>> START Dataset records

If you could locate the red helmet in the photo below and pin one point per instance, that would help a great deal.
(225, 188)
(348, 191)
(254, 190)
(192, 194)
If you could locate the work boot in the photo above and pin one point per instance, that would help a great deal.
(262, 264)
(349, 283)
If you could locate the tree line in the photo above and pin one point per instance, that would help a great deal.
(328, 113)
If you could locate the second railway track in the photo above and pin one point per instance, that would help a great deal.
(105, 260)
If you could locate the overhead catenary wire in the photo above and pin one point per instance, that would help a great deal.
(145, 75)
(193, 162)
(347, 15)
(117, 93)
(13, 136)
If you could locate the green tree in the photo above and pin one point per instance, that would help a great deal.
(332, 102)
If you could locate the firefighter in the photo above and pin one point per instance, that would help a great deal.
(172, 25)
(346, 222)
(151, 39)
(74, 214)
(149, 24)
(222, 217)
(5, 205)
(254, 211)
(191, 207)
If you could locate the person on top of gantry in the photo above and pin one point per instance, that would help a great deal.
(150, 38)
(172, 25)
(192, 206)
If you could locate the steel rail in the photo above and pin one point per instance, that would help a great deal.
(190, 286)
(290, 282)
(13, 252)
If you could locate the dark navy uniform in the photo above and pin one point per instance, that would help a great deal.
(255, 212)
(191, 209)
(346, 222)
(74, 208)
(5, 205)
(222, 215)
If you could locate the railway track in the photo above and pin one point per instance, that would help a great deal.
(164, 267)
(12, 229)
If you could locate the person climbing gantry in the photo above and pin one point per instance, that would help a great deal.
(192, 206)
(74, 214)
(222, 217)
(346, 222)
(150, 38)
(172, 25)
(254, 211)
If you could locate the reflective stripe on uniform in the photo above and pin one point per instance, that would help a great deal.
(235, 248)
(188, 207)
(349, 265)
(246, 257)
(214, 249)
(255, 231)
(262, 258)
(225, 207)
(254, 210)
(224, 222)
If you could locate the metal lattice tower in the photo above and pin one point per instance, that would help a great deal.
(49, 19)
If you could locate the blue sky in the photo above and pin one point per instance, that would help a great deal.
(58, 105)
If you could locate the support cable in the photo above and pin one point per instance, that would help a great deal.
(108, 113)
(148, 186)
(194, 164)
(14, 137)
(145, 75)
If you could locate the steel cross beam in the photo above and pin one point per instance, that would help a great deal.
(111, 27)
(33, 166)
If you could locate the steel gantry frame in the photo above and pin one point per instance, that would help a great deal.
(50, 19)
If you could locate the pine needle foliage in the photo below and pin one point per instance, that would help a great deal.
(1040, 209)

>> END Dataset records

Task statement:
Every record above should be copied exactly.

Finished answer:
If you could locate the red helmet in the photo below and pin one point per instance, that would help a great deal.
(225, 188)
(348, 191)
(254, 190)
(192, 194)
If you could locate the work boot in the photo above and pin one point per instance, that would help a great deal.
(262, 264)
(349, 283)
If you could locate the tree line in the photo above and pin one point per instance, that would help a great deal.
(328, 113)
If you could locate the second railway track in the photo above and pin one point per instance, that would help a great deal.
(105, 260)
If you could locate the overhead catenary wire in the photo above and pin one point per instance, that would help a great deal.
(145, 75)
(193, 162)
(347, 15)
(117, 93)
(13, 136)
If you could locate the green tree in the photo above and pin one point per instance, that would help a great deal.
(332, 102)
If you could locate the firefighter in the photo above and pin one point per instance, that would help a great deal.
(172, 25)
(346, 222)
(151, 39)
(74, 214)
(149, 24)
(222, 217)
(5, 205)
(254, 211)
(191, 207)
If you could locate the person on top of gantry in the photo above and pin one point per instance, that would help a great deal.
(150, 38)
(172, 25)
(192, 206)
If you could locate the steel rail in the photo above and pin one point per instance, that would help a great deal.
(190, 286)
(290, 282)
(13, 252)
If you could locate the dark navy uniform in the photo above and pin one point per instance, that would help a great deal.
(255, 212)
(191, 209)
(346, 222)
(74, 208)
(5, 205)
(222, 215)
If you could locate the railway track in the photo above and pin one point per instance, that would help a great deal.
(164, 267)
(12, 229)
If you could locate the person climbing gantry in the photo above and pin one point per instance, that would help a great deal.
(192, 206)
(74, 214)
(222, 217)
(346, 222)
(150, 38)
(172, 25)
(254, 211)
If you could locate the reflective stripe on uniform in the photo above and pin one point per instance, that would help a great deal.
(235, 248)
(188, 207)
(349, 265)
(246, 257)
(214, 249)
(255, 231)
(262, 258)
(225, 207)
(254, 210)
(224, 222)
If you could locate the metal lattice tower in the photo above and pin one point per instance, that would help a great deal.
(49, 19)
If you could locate the blue sky in the photo above and pin one point per instance, that would help a great deal.
(58, 105)
If you could locate the support cable in the photo above and pin one point per instance, that would help a great deal.
(108, 113)
(148, 186)
(194, 164)
(14, 137)
(145, 75)
If you could locate the steel cross beam in the photo above and pin one point per instance, that would help a great deal.
(111, 27)
(33, 166)
If you could locate the steel gantry frame in the photo above and pin one point per instance, that would help a great deal.
(50, 19)
If you could locate the pine needle foliage in the photo below and pin one point per instance, that would help a great deal.
(1040, 209)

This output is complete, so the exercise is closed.